- Interactive map of Faisal Town فیصل ٹاؤن
- Country: Pakistan
- Province: Punjab
- City: Lahore
- Administrative town: Gulberg
- Union council: 128

Government
- • Type: Union Council

= Faisal Town =

Neighbourhood residential locality in Lahore, Pakistan

Faisal Town (Punjabi, ) is a union council and neighbourhood of Gulberg Tehsil in Lahore, in Punjab, Pakistan.

==Subdivisions==
Faisal Town is divided into four residential blocks - A, B, C and D.

==Government==
Faisal Town comprises union council 128 of Lahore and falls in the Gulberg Town municipal jurisdiction. There is no town Nazim of Gulberg Town and the seat is vacant. The current union council administration heads of Faisal Town are:
- Nazim: Vacant
- Naib Nazim: Vacant

==Markets==
The biggest market is located in C Block and is commonly called Civic Centre. There is a smaller market in B Block called Kotha Pind market. The roads around Faisal Town are becoming increasingly commercial, especially the road between Faisal Town and Johar Town. Some of the well known wholesale and retail stores near the Lahore campus of FAST University (in B Block) include Ali General Store and Hassan Store. Maqsood Store and Chishti Super Store are the popular stores in D Block.

# Material provided
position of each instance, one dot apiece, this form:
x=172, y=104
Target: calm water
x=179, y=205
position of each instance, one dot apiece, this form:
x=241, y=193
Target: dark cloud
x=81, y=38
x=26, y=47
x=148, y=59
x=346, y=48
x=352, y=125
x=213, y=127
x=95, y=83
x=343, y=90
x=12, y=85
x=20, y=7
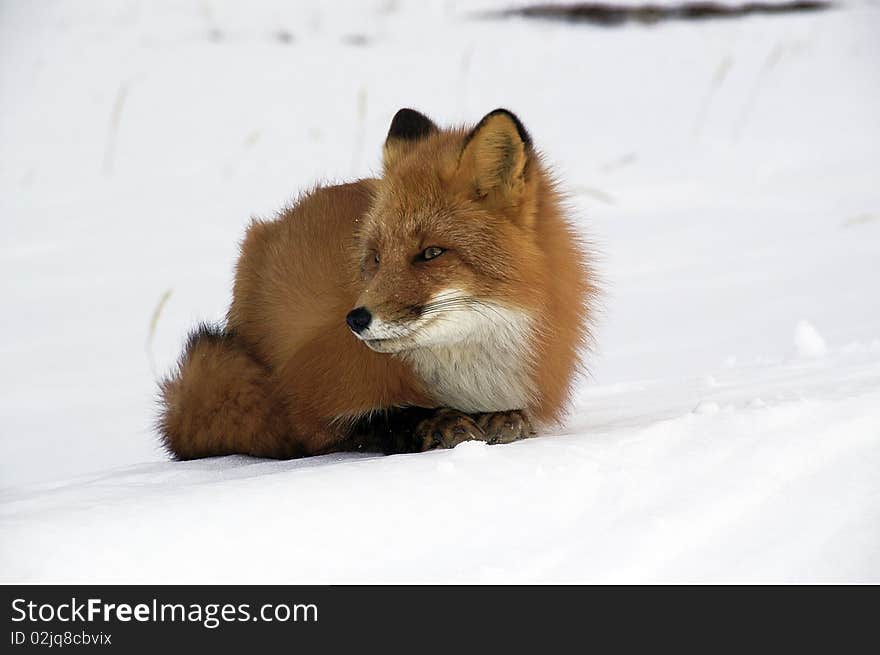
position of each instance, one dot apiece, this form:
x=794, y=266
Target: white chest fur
x=484, y=366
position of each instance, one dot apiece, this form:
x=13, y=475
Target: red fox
x=448, y=300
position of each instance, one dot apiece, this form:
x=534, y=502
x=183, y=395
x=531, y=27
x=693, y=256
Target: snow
x=727, y=173
x=808, y=341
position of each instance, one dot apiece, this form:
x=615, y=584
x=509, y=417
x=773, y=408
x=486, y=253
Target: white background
x=727, y=172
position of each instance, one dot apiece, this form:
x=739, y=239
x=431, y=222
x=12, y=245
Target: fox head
x=448, y=248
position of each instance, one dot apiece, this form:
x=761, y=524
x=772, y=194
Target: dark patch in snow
x=611, y=15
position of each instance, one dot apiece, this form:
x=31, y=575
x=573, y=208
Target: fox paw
x=505, y=427
x=447, y=428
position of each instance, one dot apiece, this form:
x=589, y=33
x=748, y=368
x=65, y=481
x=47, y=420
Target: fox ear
x=407, y=126
x=495, y=155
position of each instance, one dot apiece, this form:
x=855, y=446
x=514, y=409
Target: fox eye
x=431, y=253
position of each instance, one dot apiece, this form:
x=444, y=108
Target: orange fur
x=287, y=376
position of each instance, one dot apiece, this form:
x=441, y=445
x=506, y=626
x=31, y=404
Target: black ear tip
x=410, y=125
x=520, y=128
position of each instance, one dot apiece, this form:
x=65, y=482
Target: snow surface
x=728, y=173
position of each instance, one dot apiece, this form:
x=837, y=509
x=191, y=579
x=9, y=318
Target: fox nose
x=358, y=319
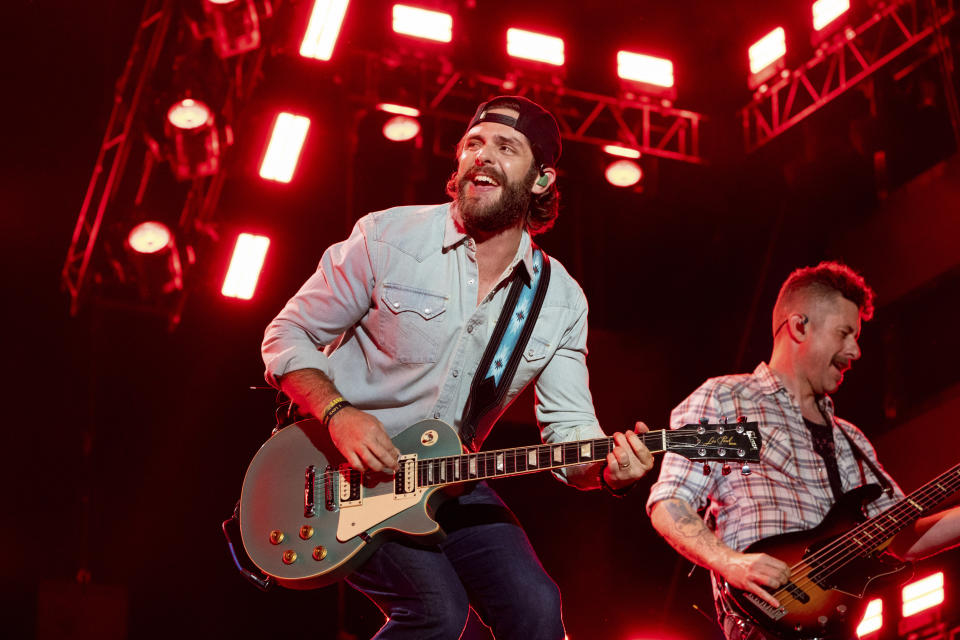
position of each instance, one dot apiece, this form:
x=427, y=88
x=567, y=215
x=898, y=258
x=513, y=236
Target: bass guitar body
x=308, y=520
x=825, y=595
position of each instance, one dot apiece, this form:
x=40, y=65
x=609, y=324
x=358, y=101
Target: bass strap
x=505, y=348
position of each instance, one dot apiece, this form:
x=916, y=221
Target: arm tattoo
x=689, y=526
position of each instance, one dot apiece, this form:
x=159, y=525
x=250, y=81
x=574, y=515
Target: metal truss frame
x=117, y=144
x=123, y=137
x=854, y=55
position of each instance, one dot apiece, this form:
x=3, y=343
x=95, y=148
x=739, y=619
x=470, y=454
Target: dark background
x=127, y=443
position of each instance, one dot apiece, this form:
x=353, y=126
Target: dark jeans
x=485, y=561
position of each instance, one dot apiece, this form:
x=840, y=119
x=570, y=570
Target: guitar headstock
x=717, y=442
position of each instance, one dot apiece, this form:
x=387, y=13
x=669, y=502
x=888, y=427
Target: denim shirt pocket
x=412, y=329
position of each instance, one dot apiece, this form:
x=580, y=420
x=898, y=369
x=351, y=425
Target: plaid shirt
x=789, y=490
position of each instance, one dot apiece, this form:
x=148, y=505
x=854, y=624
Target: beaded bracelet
x=335, y=406
x=618, y=493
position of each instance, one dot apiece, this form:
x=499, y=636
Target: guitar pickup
x=405, y=480
x=349, y=481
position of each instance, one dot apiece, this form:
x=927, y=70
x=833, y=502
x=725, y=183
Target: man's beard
x=503, y=213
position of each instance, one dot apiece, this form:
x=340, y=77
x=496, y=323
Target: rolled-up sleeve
x=332, y=300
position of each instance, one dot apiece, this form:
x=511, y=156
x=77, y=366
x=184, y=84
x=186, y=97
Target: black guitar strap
x=505, y=348
x=862, y=457
x=881, y=478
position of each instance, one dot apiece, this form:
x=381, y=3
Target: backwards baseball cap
x=533, y=121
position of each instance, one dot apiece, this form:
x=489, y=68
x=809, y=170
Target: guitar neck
x=501, y=463
x=873, y=533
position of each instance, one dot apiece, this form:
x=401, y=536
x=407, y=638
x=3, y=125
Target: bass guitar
x=307, y=519
x=833, y=565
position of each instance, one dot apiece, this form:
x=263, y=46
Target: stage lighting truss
x=648, y=125
x=841, y=64
x=112, y=191
x=234, y=25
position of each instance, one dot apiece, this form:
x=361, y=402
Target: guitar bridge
x=405, y=480
x=331, y=482
x=762, y=605
x=349, y=481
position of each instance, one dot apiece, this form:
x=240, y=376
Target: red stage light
x=283, y=151
x=768, y=50
x=621, y=152
x=923, y=594
x=399, y=110
x=826, y=11
x=872, y=618
x=323, y=28
x=421, y=23
x=624, y=173
x=189, y=114
x=401, y=128
x=535, y=46
x=638, y=67
x=150, y=237
x=245, y=266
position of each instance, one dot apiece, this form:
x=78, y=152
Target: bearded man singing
x=394, y=327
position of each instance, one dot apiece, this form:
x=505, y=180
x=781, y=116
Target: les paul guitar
x=307, y=519
x=833, y=565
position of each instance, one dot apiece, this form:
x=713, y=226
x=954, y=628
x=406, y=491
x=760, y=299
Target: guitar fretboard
x=869, y=536
x=874, y=532
x=508, y=462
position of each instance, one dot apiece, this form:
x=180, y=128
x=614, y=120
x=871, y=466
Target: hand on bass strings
x=361, y=439
x=758, y=573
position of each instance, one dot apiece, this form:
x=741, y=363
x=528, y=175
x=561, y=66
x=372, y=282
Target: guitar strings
x=848, y=549
x=600, y=447
x=840, y=559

# Assigned task 1
Using the article on Faisal Town, decide whether each statement agrees with it. Answer yes or no for each and quote the deciding words.
(a) Faisal Town is split into four residential blocks.
(b) Kotha Pind market is the largest market in Faisal Town.
(c) The Naib Nazim post for Faisal Town is currently filled.
# Assigned task 2
According to the article on Faisal Town, which union council of Lahore does Faisal Town make up?
# Assigned task 3
Carry on the article about Faisal Town from its final sentence.

# Response area 1
(a) Yes: "Faisal Town is divided into four residential blocks - A, B, C and D."
(b) No: "There is a smaller market in B Block called Kotha Pind market."
(c) No: "Naib Nazim: Vacant"

# Response area 2
Union council 128.

# Response area 3
==Mosques==
A Block has a mosque called Abu Bakar Mosque. B Block has two mosques: one is called Be-izn-Allah Mosque and the other is the Kotha Pind Mosque. C Block houses two mosques as well.

==Educational institutions==
- St Anthony's High School
- National University of Computer and Emerging Sciences (B Block)
- Government Girls School (B Block)
- Cathedral School (D Block)
- Lahore Grammar School (373-C, Faisal Town, Lahore)

==Medical facilities==
There is a private hospital in A Block.
In C Block there is another Trust Hospital named Khair-un-Nisa Hospital. Renowned physician Faisal Masud also lived in C block, Faisal Town where he had his clinic.

==Parks==
A Block has a large park with associated small parks. B Block also has a big park called Milad Park. C Block has two parks next to the two mosques. D block also has a park.